**Excerto para leitura:**
Nos termos do art.º 21º, nº1 do RGIT, o procedimento criminal por crime tributário extingue-se, por efeito da prescrição, logo que sobre a sua prática sejam decorridos cinco anos.
Este prazo não prejudica os prazos de prescrição estabelecidos no Código Penal quando o limite máximo da pena de prisão for igual ou superior a cinco anos – nº 2 do mesmo preceito.
Ao contrário do que era estabelecido no art.º 5º do RJIFNA em que à semelhança do C. Penal (art.º 3º) o facto considerava-se praticado no momento em que o agente actuou ou, no caso de omissão, deveria ter actuado, o art.º 5º, nº2 do RGIT estabelece como momento da prática da infracção tributária nas infracções tributárias omissivas apenas a data em que termine o prazo para o cumprimento dos respectivos deveres tributários.
Ficou quanto a nós clara a intenção do legislador de fazer equivaler a omissão tributária à omissão penal, independentemente do momento em que se tiver produzido o resultado típico.
O prazo de prescrição inicia-se pois desde a prática do facto e interrompe-se e suspende-se nos termos estabelecidos no Código Penal, mas a suspensão da prescrição verifica-se também por efeito da suspensão do processo nos termos previstos no nº2 do art.º 42º e no art.º 47º – nº4 do art.º 21º do RGIT.

**Dados fornecidos:**
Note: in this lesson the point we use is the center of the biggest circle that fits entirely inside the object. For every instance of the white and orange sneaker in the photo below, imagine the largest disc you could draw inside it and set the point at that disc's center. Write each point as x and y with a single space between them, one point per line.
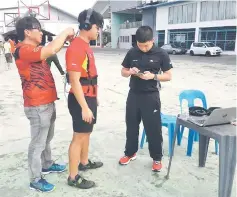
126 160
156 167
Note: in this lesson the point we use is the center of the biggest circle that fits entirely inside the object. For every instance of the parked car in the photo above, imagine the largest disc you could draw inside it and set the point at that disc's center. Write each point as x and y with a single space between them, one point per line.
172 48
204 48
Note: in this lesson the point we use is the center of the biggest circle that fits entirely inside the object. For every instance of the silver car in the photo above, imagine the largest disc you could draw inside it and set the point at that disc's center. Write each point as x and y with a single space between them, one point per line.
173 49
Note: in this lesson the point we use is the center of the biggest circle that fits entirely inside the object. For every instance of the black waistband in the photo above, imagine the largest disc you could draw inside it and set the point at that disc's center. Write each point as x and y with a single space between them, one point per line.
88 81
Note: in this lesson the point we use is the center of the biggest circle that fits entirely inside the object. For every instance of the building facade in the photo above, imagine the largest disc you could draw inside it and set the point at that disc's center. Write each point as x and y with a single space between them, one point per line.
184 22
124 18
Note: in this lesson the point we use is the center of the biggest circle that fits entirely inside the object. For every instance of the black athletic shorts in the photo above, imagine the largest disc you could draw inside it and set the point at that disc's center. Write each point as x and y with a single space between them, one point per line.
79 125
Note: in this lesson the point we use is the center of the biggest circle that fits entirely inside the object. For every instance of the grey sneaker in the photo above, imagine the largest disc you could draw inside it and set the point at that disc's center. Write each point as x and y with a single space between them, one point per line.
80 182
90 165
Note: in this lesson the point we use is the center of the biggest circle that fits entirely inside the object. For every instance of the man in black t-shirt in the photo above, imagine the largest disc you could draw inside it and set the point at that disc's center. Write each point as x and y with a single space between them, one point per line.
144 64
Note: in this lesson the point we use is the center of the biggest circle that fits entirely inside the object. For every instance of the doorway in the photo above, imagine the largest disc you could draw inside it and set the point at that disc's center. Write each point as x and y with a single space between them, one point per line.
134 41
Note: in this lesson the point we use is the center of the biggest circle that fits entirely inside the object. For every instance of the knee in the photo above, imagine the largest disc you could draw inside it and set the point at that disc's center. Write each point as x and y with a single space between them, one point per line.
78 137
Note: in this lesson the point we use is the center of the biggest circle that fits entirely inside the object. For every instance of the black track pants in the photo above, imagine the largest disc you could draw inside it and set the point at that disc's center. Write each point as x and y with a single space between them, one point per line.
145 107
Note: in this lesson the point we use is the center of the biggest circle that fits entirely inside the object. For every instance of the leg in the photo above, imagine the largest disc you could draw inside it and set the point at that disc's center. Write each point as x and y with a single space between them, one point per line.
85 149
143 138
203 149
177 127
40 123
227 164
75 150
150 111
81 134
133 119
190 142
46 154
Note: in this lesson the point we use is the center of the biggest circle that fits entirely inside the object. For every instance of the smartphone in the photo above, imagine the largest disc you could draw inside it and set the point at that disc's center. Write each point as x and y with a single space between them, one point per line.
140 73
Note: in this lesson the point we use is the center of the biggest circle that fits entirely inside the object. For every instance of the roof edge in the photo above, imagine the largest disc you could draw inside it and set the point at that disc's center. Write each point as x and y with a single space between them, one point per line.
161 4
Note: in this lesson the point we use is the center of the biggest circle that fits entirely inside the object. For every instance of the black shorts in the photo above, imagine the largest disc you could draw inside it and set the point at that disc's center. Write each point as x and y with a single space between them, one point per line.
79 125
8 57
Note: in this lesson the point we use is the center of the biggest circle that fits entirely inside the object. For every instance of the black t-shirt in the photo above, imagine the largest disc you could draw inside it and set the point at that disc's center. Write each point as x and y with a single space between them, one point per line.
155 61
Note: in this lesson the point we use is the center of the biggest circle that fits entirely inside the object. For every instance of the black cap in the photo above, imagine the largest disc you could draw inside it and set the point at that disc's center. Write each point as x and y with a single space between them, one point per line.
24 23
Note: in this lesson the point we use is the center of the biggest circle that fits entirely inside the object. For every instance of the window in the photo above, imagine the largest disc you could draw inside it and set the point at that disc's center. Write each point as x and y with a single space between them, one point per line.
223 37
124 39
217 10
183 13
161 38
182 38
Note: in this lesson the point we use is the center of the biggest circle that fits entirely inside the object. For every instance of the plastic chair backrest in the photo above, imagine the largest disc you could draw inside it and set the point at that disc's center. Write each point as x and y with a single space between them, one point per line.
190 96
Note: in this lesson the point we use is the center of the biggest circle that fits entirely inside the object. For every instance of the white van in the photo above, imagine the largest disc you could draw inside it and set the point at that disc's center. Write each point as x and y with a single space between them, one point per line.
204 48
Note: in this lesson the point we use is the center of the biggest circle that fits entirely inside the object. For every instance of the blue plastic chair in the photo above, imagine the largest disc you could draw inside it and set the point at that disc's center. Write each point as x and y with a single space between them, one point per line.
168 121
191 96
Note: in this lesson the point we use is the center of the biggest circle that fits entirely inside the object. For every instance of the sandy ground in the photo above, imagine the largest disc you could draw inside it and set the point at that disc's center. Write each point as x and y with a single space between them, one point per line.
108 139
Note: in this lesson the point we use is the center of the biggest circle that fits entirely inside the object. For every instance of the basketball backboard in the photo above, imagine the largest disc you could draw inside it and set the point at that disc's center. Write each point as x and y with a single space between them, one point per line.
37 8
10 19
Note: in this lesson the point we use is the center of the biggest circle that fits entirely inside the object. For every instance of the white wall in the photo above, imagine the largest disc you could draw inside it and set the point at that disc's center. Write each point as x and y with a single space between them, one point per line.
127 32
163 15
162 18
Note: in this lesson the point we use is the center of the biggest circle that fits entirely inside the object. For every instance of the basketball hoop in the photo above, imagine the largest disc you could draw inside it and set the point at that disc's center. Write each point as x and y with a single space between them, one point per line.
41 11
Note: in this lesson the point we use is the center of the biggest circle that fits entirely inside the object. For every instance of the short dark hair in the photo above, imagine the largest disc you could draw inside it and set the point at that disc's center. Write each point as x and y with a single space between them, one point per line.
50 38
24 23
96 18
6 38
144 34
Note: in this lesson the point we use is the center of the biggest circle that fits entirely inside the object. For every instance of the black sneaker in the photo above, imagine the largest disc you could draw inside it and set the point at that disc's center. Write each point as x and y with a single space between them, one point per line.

**Tarefa a realizar:** Transcreva, sem qualquer alteração, a parte do excerto sobre a prescrição dos crimes tributários que começa em "Este prazo não" e prossegue até "respectivos deveres tributários.".

**Em resposta:**
Este prazo não prejudica os prazos de prescrição estabelecidos no Código Penal quando o limite máximo da pena de prisão for igual ou superior a cinco anos – nº 2 do mesmo preceito.
Ao contrário do que era estabelecido no art.º 5º do RJIFNA em que à semelhança do C. Penal (art.º 3º) o facto considerava-se praticado no momento em que o agente actuou ou, no caso de omissão, deveria ter actuado, o art.º 5º, nº2 do RGIT estabelece como momento da prática da infracção tributária nas infracções tributárias omissivas apenas a data em que termine o prazo para o cumprimento dos respectivos deveres tributários.